■ **Exercise requirements**
Reproduce the entries exactly.

■ **Record extracts**
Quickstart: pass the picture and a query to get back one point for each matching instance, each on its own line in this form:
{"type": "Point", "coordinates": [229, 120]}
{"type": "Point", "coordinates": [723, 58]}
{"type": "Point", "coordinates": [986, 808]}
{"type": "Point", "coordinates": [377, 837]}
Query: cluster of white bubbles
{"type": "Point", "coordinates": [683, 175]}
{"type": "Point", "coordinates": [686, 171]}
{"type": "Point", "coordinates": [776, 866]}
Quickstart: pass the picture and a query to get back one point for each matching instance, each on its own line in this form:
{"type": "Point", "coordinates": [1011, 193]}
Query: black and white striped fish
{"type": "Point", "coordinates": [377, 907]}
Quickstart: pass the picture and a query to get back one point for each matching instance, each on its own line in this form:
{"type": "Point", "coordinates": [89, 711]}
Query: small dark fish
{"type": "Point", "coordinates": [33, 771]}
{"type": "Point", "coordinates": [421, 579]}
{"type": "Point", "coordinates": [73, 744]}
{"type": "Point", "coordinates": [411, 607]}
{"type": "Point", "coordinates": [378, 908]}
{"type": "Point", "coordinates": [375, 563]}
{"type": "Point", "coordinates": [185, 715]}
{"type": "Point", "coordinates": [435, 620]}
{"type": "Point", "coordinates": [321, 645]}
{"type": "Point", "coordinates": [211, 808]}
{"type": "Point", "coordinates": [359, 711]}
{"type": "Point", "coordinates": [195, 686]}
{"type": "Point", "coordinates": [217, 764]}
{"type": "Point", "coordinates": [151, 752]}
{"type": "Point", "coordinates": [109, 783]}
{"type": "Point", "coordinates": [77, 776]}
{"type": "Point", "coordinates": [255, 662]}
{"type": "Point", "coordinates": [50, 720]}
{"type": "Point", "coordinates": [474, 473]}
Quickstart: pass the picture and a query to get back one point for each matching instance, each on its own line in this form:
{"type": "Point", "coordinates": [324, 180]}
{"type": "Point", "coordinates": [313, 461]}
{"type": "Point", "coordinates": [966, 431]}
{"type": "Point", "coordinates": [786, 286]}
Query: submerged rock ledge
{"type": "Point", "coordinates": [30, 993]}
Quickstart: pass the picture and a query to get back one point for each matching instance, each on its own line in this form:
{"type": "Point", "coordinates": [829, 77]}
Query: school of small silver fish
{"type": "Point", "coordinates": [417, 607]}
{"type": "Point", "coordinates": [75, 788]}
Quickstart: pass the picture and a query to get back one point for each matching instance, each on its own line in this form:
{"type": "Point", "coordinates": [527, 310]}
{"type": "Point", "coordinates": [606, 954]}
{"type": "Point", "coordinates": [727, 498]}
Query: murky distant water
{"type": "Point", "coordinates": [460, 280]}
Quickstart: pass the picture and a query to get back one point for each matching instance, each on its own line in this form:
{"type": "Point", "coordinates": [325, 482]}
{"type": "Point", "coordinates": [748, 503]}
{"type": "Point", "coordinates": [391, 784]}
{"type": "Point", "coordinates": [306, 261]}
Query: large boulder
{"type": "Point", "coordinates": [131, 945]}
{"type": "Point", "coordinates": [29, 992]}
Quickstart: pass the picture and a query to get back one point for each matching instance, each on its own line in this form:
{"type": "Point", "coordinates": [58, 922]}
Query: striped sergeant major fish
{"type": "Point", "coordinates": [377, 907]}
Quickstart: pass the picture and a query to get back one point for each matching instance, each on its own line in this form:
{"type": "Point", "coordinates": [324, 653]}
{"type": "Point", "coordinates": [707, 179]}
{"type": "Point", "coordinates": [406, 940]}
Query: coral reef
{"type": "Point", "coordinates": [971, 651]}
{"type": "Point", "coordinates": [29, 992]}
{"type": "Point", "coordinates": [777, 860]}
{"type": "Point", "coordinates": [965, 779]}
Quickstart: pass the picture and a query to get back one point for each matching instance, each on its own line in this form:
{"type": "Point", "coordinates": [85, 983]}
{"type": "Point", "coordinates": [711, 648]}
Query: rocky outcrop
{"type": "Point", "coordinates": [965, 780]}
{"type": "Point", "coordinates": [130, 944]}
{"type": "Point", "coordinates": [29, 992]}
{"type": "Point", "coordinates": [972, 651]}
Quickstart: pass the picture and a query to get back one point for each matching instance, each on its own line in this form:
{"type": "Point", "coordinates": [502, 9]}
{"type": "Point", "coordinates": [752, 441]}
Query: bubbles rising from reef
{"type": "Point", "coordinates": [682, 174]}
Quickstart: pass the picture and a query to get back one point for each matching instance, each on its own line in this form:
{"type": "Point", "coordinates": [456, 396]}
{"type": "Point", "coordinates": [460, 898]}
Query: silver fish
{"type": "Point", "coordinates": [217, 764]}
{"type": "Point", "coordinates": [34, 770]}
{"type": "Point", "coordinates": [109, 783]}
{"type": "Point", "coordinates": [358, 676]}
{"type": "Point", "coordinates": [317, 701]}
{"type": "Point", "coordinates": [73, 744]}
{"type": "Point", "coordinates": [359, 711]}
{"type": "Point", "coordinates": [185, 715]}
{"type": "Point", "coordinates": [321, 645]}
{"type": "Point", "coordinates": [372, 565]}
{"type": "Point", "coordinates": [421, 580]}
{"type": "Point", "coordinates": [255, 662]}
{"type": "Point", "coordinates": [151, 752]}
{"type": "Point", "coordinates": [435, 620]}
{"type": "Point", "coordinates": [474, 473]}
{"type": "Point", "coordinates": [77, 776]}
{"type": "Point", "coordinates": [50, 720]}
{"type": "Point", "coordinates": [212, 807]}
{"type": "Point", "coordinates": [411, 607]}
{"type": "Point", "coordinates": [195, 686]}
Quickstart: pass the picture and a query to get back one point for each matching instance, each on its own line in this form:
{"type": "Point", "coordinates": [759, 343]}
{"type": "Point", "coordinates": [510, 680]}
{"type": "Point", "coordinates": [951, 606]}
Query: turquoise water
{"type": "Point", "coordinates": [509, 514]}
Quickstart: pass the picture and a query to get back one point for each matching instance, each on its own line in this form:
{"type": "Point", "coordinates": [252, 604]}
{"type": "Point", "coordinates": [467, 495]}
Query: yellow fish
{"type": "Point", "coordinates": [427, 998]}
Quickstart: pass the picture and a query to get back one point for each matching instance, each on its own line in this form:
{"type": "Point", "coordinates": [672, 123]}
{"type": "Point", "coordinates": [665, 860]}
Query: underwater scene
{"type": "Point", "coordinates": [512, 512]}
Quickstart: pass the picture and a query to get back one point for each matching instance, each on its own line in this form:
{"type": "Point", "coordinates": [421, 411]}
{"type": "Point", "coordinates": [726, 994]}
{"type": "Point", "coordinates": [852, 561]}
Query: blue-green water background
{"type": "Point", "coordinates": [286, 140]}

■ **Correct result**
Quickstart: pass the picture and a query to get back one point for each matching instance, each on its own line in this form:
{"type": "Point", "coordinates": [229, 120]}
{"type": "Point", "coordinates": [723, 58]}
{"type": "Point", "coordinates": [986, 808]}
{"type": "Point", "coordinates": [377, 837]}
Query: cluster of white bubbles
{"type": "Point", "coordinates": [683, 175]}
{"type": "Point", "coordinates": [686, 171]}
{"type": "Point", "coordinates": [776, 866]}
Quickstart: pass the picture and a query to get back one point for each matching instance, each on its own line in this form:
{"type": "Point", "coordinates": [1011, 193]}
Query: black and white striped fish
{"type": "Point", "coordinates": [377, 907]}
Quickstart: pass the picture and a query to get back one point for each matching instance, each on its own line in this form:
{"type": "Point", "coordinates": [89, 711]}
Query: small dark fish
{"type": "Point", "coordinates": [33, 771]}
{"type": "Point", "coordinates": [421, 579]}
{"type": "Point", "coordinates": [73, 744]}
{"type": "Point", "coordinates": [411, 607]}
{"type": "Point", "coordinates": [378, 908]}
{"type": "Point", "coordinates": [375, 563]}
{"type": "Point", "coordinates": [185, 715]}
{"type": "Point", "coordinates": [435, 620]}
{"type": "Point", "coordinates": [321, 645]}
{"type": "Point", "coordinates": [211, 808]}
{"type": "Point", "coordinates": [359, 711]}
{"type": "Point", "coordinates": [195, 686]}
{"type": "Point", "coordinates": [217, 764]}
{"type": "Point", "coordinates": [151, 752]}
{"type": "Point", "coordinates": [109, 783]}
{"type": "Point", "coordinates": [77, 776]}
{"type": "Point", "coordinates": [255, 662]}
{"type": "Point", "coordinates": [50, 720]}
{"type": "Point", "coordinates": [474, 473]}
Quickstart: pass the picture and a query to get back one point for each matching instance, each on its own line in this form:
{"type": "Point", "coordinates": [324, 180]}
{"type": "Point", "coordinates": [313, 461]}
{"type": "Point", "coordinates": [966, 431]}
{"type": "Point", "coordinates": [786, 286]}
Query: submerged rock ledge
{"type": "Point", "coordinates": [30, 993]}
Quickstart: pass the picture and a query to get back one point for each matching instance, each on its own line in this form:
{"type": "Point", "coordinates": [829, 77]}
Query: school of small silver fish
{"type": "Point", "coordinates": [417, 607]}
{"type": "Point", "coordinates": [75, 788]}
Quickstart: pass the picture and a query to get back one point for each matching instance, each on its own line in this form:
{"type": "Point", "coordinates": [527, 310]}
{"type": "Point", "coordinates": [606, 954]}
{"type": "Point", "coordinates": [727, 498]}
Query: murky distant water
{"type": "Point", "coordinates": [460, 280]}
Quickstart: pass the picture and a query to get back one point for each matching instance, each on its own line in this form:
{"type": "Point", "coordinates": [325, 482]}
{"type": "Point", "coordinates": [748, 503]}
{"type": "Point", "coordinates": [391, 784]}
{"type": "Point", "coordinates": [306, 261]}
Query: large boulder
{"type": "Point", "coordinates": [131, 945]}
{"type": "Point", "coordinates": [29, 992]}
Quickstart: pass the picture and a query to get back one point for each matching instance, each on its own line in this form:
{"type": "Point", "coordinates": [58, 922]}
Query: striped sergeant major fish
{"type": "Point", "coordinates": [377, 907]}
Quickstart: pass the picture and a query to get back one point for each matching instance, each on its own line in this form:
{"type": "Point", "coordinates": [324, 653]}
{"type": "Point", "coordinates": [707, 179]}
{"type": "Point", "coordinates": [406, 940]}
Query: coral reef
{"type": "Point", "coordinates": [971, 651]}
{"type": "Point", "coordinates": [29, 992]}
{"type": "Point", "coordinates": [777, 860]}
{"type": "Point", "coordinates": [965, 779]}
Quickstart: pass the picture and a query to get back one point for each matching instance, each on its own line in this form:
{"type": "Point", "coordinates": [85, 983]}
{"type": "Point", "coordinates": [711, 648]}
Query: rocky outcrop
{"type": "Point", "coordinates": [965, 780]}
{"type": "Point", "coordinates": [130, 944]}
{"type": "Point", "coordinates": [29, 992]}
{"type": "Point", "coordinates": [972, 651]}
Quickstart: pass the picture and a query to get back one point for each matching instance, each on its own line in this form:
{"type": "Point", "coordinates": [502, 9]}
{"type": "Point", "coordinates": [752, 441]}
Query: bubbles rising from reef
{"type": "Point", "coordinates": [682, 174]}
Quickstart: pass the picture and a query to get back one point for each matching instance, each on its own line in this form:
{"type": "Point", "coordinates": [456, 396]}
{"type": "Point", "coordinates": [460, 898]}
Query: silver fish
{"type": "Point", "coordinates": [217, 764]}
{"type": "Point", "coordinates": [34, 770]}
{"type": "Point", "coordinates": [109, 783]}
{"type": "Point", "coordinates": [358, 676]}
{"type": "Point", "coordinates": [317, 701]}
{"type": "Point", "coordinates": [73, 744]}
{"type": "Point", "coordinates": [359, 711]}
{"type": "Point", "coordinates": [185, 715]}
{"type": "Point", "coordinates": [321, 645]}
{"type": "Point", "coordinates": [372, 565]}
{"type": "Point", "coordinates": [421, 580]}
{"type": "Point", "coordinates": [255, 662]}
{"type": "Point", "coordinates": [151, 752]}
{"type": "Point", "coordinates": [435, 620]}
{"type": "Point", "coordinates": [474, 473]}
{"type": "Point", "coordinates": [77, 776]}
{"type": "Point", "coordinates": [50, 720]}
{"type": "Point", "coordinates": [212, 807]}
{"type": "Point", "coordinates": [411, 607]}
{"type": "Point", "coordinates": [195, 686]}
Quickstart: pass the picture and a query to get back one point for each matching instance, each on its own line in this form:
{"type": "Point", "coordinates": [759, 343]}
{"type": "Point", "coordinates": [510, 680]}
{"type": "Point", "coordinates": [951, 606]}
Query: turquoise water
{"type": "Point", "coordinates": [509, 514]}
Quickstart: pass the picture and a query to get back one point for each matching instance, each on its own line in this form:
{"type": "Point", "coordinates": [252, 604]}
{"type": "Point", "coordinates": [467, 495]}
Query: yellow fish
{"type": "Point", "coordinates": [427, 998]}
Quickstart: pass the picture and a query to get back one point for each matching instance, each on its own line in this form:
{"type": "Point", "coordinates": [672, 123]}
{"type": "Point", "coordinates": [665, 860]}
Query: underwater scene
{"type": "Point", "coordinates": [512, 512]}
Quickstart: pass the picture and a query to get back one point for each matching instance, each on its own line in this form:
{"type": "Point", "coordinates": [421, 411]}
{"type": "Point", "coordinates": [726, 994]}
{"type": "Point", "coordinates": [852, 561]}
Query: blue-green water background
{"type": "Point", "coordinates": [286, 140]}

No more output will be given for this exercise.